Registriert seit: 09.11.2009
Ort: Im Wilden Süden
Beiträge: 3.210
Standard Beiläufig

Beiläufig


Der Tod ist eine Beiläufigkeit, er geschieht sozusagen beim Laufen. Beim Auslaufen. Beim Ablaufen. Beim Hinlaufen. Beim Weglaufen. Laufend eben.
Da setzt das Herz aus. Der Kopf aus. Das Licht aus. Egal, ob stehend, liegend, sitzend. Es ist ein einziges Ausatmen. Wenn es dazu noch reicht.
Und es bleiben ein paar zurück auf den Laufbändern. Hin und her. Rechts und links. Hoch und tief. Rauf und runter.
Eine Träne stiehlt sich in Augenwinkel. In Blickwinkel. Macht trüb. Vernebelt.
Beim Grablegen ist es oft so kalt, dass die Nasen laufen. Geschneuze. Geschluchze. Die eine Träne bekommt Gesellschaft. Soll ja nicht so allein sein.

ÜBUNGSAUFGABEN:
A - Warum nennt der Text über den Tod den Tod eine Beiläufigkeit? Antworte in ein bis drei Sätzen.
B - Wie könnte der Text über den Tod nach seinem letzten Satz weitergehen? Schreibe eine Fortsetzung im selben Stil.
Das Material stammt aus einer anderen Quelle als der Text.

GESPEICHERTE DATEN:
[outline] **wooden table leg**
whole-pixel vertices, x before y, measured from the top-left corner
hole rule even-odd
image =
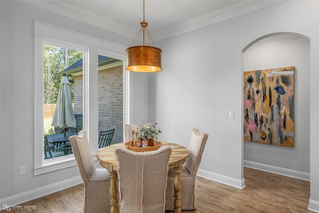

ERGEBNISSE JE AUFGABE:
A - Weil der Tod sozusagen beim Laufen geschieht: beim Auslaufen, Ablaufen, Hinlaufen oder Weglaufen, also laufend.

B -
Es halten sich Hände, die vorher nichts gehalten haben, nicht mal die leeren Versprechen. Der Sarg ist nicht leer, aber die Augen.
Danach verläuft sich das, was gekommen ist. Jeder strebt seinem Ende zu. Die Richtungen sind verschieden. und wie sie auch schlendern, gehen, eilen, laufen, rennen, hasten: sie kommen alle da an, nämlich hier.
Lass sie laufen, Bruder. Wenn es soweit ist, werden sie‘s erfahren. Ganz beiläufig.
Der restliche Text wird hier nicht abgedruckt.